TEXTE FOURNI —

Pour cela, le groupe se paie les moyens de ses ambitions. Soit 20 millions d’euros d’investissement. Pour un équipement de seize salles (de 163 à 394 fauteuils). La plus grande étant celle du Dôme. Magnifique. Au total, 12 000 m² consacrés au cinéma, du son numérique UGC HD dans toutes les salles, des écrans de 43 m² à 135 m². Ajoutons à cela un espace d’accueil de 1 200 m2 : hall, sandwicherie, café, expositions… Le tout réalisé par l’architecte italien Alberto Cattani. Pas de doute. UGC est un « pro » en matière de conception et de construction de belles salles.
Et puis, côté programmation, le groupe s’est fixé des objectifs de « titan » : diffuser environ 300 nouveaux films chaque année, soit une moyenne de six nouveautés par semaine, programmer plus de 100 séances quotidiennes... Sans oublier de faire du médiatique plein pot. En invitant, promet-on, chaque semaine des personnalités du milieu du cinéma. Début des festivités le 26 avril 2006 avec la présence de Tom Cruise venu présenter son nouveau film Mission impossible III et inaugurer le complexe UGC la veille donc de son ouverture au grand public. On saluera l’acteur. Pas le scientologue de renom.

DONNÉES FOURNIES —

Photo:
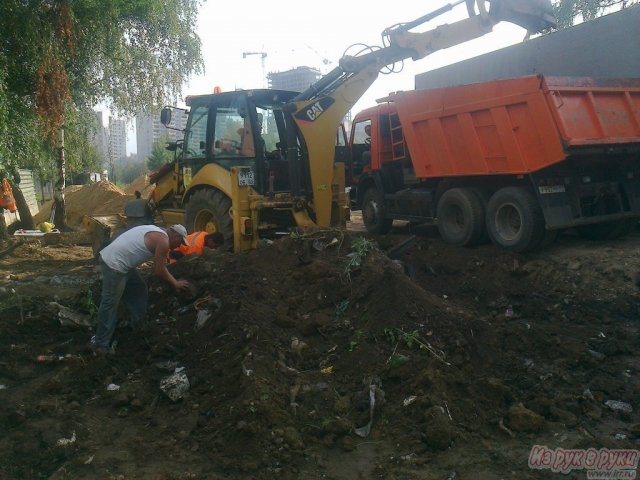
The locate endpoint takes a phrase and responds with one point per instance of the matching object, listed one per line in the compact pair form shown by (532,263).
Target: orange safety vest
(6,200)
(195,244)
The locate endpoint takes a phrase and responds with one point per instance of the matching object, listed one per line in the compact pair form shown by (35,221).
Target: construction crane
(263,55)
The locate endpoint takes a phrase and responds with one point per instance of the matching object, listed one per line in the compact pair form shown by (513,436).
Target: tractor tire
(374,212)
(461,215)
(208,211)
(606,231)
(515,220)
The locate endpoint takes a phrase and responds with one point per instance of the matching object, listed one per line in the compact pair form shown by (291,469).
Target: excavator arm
(318,111)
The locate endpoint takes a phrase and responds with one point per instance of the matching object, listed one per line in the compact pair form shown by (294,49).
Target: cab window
(196,135)
(233,132)
(362,133)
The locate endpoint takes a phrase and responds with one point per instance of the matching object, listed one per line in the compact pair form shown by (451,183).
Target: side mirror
(165,116)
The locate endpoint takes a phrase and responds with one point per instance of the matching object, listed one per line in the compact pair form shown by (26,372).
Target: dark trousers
(116,286)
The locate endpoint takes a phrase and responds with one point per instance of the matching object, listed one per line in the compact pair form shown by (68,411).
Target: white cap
(180,230)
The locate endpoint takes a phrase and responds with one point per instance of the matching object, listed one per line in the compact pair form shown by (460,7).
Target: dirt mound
(98,198)
(141,184)
(468,356)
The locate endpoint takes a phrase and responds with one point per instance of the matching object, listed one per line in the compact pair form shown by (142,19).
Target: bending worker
(137,211)
(195,243)
(121,280)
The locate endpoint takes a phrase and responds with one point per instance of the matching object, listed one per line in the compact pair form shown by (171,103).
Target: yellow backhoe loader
(255,162)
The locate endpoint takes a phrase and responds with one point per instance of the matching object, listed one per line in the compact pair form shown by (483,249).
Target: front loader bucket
(534,15)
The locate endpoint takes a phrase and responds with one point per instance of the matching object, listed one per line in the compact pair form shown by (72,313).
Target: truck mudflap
(592,196)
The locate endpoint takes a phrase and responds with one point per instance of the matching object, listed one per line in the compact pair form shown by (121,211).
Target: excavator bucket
(534,15)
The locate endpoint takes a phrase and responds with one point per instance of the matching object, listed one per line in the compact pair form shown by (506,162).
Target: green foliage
(60,58)
(568,12)
(127,171)
(159,155)
(341,308)
(360,247)
(398,337)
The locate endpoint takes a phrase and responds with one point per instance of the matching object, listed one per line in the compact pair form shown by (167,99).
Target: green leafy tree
(159,155)
(65,56)
(126,172)
(568,12)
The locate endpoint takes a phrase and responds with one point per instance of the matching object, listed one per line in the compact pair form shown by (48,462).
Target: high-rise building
(117,139)
(149,130)
(296,80)
(100,138)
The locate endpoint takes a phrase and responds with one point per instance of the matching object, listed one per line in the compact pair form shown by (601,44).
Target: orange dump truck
(517,159)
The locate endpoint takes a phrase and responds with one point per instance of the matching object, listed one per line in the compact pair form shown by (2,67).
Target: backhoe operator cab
(237,151)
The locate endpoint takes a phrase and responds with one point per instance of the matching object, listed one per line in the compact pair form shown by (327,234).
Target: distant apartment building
(117,140)
(149,130)
(296,80)
(100,138)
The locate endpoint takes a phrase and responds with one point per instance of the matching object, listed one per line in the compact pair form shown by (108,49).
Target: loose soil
(471,357)
(100,198)
(142,185)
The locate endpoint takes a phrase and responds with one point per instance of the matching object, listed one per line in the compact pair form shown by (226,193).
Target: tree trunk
(4,233)
(59,218)
(26,219)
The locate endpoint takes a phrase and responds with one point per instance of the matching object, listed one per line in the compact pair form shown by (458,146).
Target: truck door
(360,150)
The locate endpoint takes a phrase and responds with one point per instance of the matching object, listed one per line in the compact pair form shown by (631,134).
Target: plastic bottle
(47,358)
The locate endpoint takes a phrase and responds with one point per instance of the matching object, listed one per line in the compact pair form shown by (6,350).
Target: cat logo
(314,110)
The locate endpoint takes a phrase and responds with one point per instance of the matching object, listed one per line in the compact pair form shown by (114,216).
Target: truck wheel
(208,211)
(374,211)
(460,217)
(606,231)
(515,220)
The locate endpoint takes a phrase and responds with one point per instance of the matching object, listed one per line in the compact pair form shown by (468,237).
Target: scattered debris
(63,442)
(618,406)
(409,400)
(69,317)
(175,386)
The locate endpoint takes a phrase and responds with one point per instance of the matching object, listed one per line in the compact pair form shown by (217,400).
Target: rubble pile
(98,198)
(318,356)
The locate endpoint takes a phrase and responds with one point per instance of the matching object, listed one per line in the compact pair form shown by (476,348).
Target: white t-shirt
(128,250)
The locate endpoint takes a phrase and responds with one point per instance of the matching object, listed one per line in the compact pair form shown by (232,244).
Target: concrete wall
(28,190)
(607,47)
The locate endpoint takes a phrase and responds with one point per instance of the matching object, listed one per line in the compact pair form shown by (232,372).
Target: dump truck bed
(516,126)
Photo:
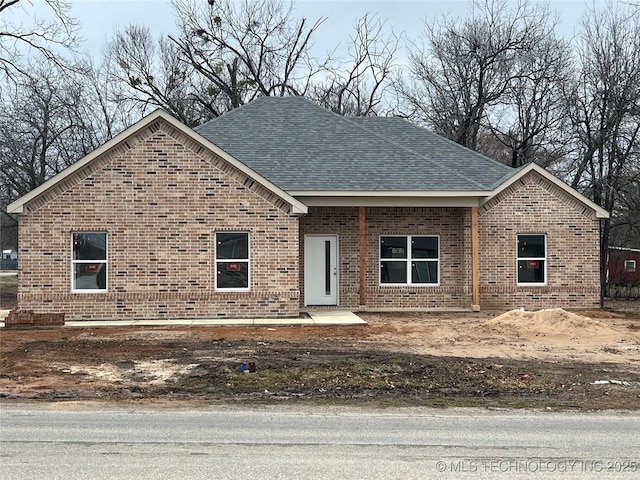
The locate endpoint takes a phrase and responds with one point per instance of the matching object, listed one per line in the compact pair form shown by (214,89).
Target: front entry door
(320,270)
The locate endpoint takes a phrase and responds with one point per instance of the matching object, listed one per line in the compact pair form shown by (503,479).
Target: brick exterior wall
(531,205)
(160,196)
(535,205)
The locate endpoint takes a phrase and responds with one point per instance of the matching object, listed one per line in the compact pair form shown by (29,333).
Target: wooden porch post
(475,261)
(363,257)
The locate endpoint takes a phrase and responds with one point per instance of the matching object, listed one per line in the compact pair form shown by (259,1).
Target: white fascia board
(388,193)
(297,207)
(598,210)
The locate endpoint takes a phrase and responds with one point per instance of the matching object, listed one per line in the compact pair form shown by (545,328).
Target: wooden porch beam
(363,256)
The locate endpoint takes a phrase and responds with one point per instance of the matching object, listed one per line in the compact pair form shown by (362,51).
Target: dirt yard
(553,359)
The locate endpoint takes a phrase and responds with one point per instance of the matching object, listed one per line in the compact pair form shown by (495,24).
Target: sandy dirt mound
(551,322)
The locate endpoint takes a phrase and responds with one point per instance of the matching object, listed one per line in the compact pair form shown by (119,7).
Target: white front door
(320,270)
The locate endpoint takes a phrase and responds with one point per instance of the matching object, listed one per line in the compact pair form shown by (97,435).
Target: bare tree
(246,49)
(357,87)
(531,120)
(461,69)
(44,39)
(155,74)
(604,105)
(55,118)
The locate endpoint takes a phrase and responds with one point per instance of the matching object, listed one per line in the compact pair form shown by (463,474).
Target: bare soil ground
(553,359)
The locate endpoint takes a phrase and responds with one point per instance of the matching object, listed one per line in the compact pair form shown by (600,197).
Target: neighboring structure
(281,205)
(623,272)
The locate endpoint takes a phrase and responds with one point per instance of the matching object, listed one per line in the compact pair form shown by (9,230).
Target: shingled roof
(300,146)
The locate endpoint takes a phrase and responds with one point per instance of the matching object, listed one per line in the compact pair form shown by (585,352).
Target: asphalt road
(87,442)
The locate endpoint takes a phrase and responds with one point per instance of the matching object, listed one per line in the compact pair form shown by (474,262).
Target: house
(623,266)
(281,206)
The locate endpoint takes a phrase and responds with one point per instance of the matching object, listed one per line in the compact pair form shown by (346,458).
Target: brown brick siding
(160,197)
(448,223)
(535,205)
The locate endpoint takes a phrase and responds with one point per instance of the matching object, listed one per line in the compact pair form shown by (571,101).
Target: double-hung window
(232,261)
(89,262)
(409,260)
(532,259)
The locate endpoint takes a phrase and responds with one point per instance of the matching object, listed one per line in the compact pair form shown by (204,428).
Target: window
(532,259)
(232,261)
(409,260)
(89,262)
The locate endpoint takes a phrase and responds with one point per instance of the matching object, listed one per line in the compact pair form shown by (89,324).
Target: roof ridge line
(430,162)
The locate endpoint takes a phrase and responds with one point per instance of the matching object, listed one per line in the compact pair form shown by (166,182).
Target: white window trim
(408,260)
(78,262)
(216,262)
(532,284)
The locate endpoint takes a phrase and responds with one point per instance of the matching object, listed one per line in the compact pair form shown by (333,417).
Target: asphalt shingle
(300,146)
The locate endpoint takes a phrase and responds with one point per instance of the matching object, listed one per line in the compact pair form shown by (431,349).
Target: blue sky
(100,18)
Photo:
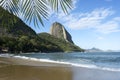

EXERCICES —
(a) Comptez les lignes des enregistrements qui contiennent la chaîne « loader », en respectant la casse, et donnez seulement ce nombre.
(b) Prolongez le texte sur le nouveau complexe de cinéma UGC en reprenant juste après sa dernière phrase.
Le texte et les enregistrements proviennent de sources différentes.

RÉPONSES —
(a) 2

(b)
Rester vigilants, mais confiants

La folie des grandeurs ? Vu d’ici, on est en droit de s’interroger. Dix huit ans après la création du cinéma Les Lumières, y-a-t-il péril dans la demeure ? Déjà, en 2001, lors de l’annonce de l’implantation d’un UGC à La Défense, la ville de Nanterre avait tiré la sonnette d’alarme. Redoutant une baisse de fréquentation des quatre salles (de 88 à 295 places) de son cinéma, elle avait formé un recours, finalement rejeté par le Conseil d’Etat au motif que « la fréquentation cinématographique dans la zone est notoirement inférieure à celle observée en région parisienne ».
Alors, UGC, un rouleau compresseur qui risque d’éteindre Les Lumières ? Et, plus largement, d’asphyxier 37 cinémas du département ? Le groupe se défend de ces mauvaises intentions. « Nous ne pouvons pas concurrencer les cinémas de Nanterre, Suresnes ou des autres villes environnantes, souligne Stéphane Briosne. Ce sont des salles de proximité qui fonctionnent avec des publics locaux. Notre positionnement est très différent du leur. Nous souhaitons rayonner sur toute la région ouest de l’agglomération parisienne, depuis la capitale (en particulier les 16e et 17e arrondissements) jusqu’aux confins des Yvelines et du Val d’Oise. »
A Nanterre, on reste optimiste. Le cinéma se porte bien : la baisse de fréquentation des salles enregistrée l’année précédente au plan national (environ 15 %) a été amortie en douceur au niveau local (seulement 4,5 %). En 2005, Les Lumières comptabilisaient 137 770 entrées contre 144 204, en 2004.
Tout de même, aucune inquiétude face à l’arrivée d’UGC ? « En dix huit ans, insiste Patrick Brouiller, nous avons su instaurer un climat de confiance avec notre public, qui vient de Nanterre essentiellement, mais aussi de Rueil, Chatou, Argenteuil ou Houilles. Va-t-il vraiment nous quitter pour aller dans un cinéma gigantesque à La Défense ? Je ne le pense pas. »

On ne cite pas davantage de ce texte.